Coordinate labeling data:
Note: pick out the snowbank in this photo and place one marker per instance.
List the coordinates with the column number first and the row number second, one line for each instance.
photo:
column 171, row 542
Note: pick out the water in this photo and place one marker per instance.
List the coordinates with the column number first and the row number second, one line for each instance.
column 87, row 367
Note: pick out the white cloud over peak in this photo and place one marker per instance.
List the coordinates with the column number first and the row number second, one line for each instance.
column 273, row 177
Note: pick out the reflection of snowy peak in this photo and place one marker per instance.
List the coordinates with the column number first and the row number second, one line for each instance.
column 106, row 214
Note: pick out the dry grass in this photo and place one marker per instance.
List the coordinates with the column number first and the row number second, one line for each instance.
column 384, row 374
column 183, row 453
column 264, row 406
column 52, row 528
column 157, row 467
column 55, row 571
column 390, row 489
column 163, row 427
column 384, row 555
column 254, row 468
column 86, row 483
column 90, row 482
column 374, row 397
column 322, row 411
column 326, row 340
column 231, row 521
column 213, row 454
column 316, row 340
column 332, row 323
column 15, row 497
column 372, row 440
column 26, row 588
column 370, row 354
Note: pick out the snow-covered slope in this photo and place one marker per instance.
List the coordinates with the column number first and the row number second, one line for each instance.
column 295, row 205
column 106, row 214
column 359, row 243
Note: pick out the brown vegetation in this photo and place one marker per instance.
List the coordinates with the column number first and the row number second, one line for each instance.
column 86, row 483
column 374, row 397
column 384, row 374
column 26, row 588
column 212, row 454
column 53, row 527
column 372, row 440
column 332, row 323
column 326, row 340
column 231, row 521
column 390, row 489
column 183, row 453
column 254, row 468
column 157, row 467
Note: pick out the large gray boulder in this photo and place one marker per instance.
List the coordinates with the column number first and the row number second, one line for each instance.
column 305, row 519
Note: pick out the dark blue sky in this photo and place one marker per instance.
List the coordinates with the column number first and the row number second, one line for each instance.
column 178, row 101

### What to produce
Swap "marker" for "pin" throughout the listing above and reproduce it with nothing else altered.

### Reply
Note: pick out the snowbank in this photo and place one pin per instance.
List the coordinates with the column number first and the row number second, one line for each instance.
photo:
column 171, row 542
Note: pick out the water in this photo and place one pin per instance.
List the coordinates with the column number first and the row number second, one line for each instance.
column 87, row 367
Note: pick out the white cloud over peak in this photo and place one pin per instance.
List the coordinates with the column number first and the row number second, one line for each instance.
column 273, row 177
Note: pick out the reflection of snowy peak in this photo and place one pin per instance.
List the coordinates with the column number first and the row number second, one line for each instance.
column 106, row 214
Note: pick out the dry grass in this photo and place one pin per instance.
List the coordinates with the column number first and the row number second, one line for each instance.
column 384, row 374
column 183, row 453
column 264, row 406
column 52, row 528
column 157, row 467
column 55, row 571
column 390, row 489
column 163, row 427
column 384, row 555
column 254, row 468
column 86, row 483
column 90, row 482
column 374, row 397
column 322, row 411
column 326, row 340
column 231, row 521
column 213, row 454
column 316, row 340
column 332, row 323
column 15, row 497
column 372, row 440
column 26, row 588
column 370, row 354
Note: pick out the snow-covered slope in this photo and place one pin per instance.
List the coordinates with the column number first and the row number second, one line for each instance.
column 295, row 205
column 106, row 214
column 359, row 243
Note: pick out the brown vegetation in this photo and place one pin per instance.
List the coordinates with the column number first and the row number second, one line for each instance.
column 86, row 483
column 374, row 397
column 384, row 374
column 26, row 588
column 212, row 454
column 53, row 527
column 372, row 440
column 332, row 323
column 326, row 340
column 231, row 521
column 390, row 489
column 183, row 453
column 254, row 468
column 157, row 467
Note: pick out the large gray boulder in this photo and place one pin per instance.
List the coordinates with the column number first and the row number second, one line for each instance.
column 305, row 519
Note: pick out the dark blue sky in this photo and place one pin per instance.
List the coordinates with the column number first and the row number second, one line for each instance.
column 178, row 101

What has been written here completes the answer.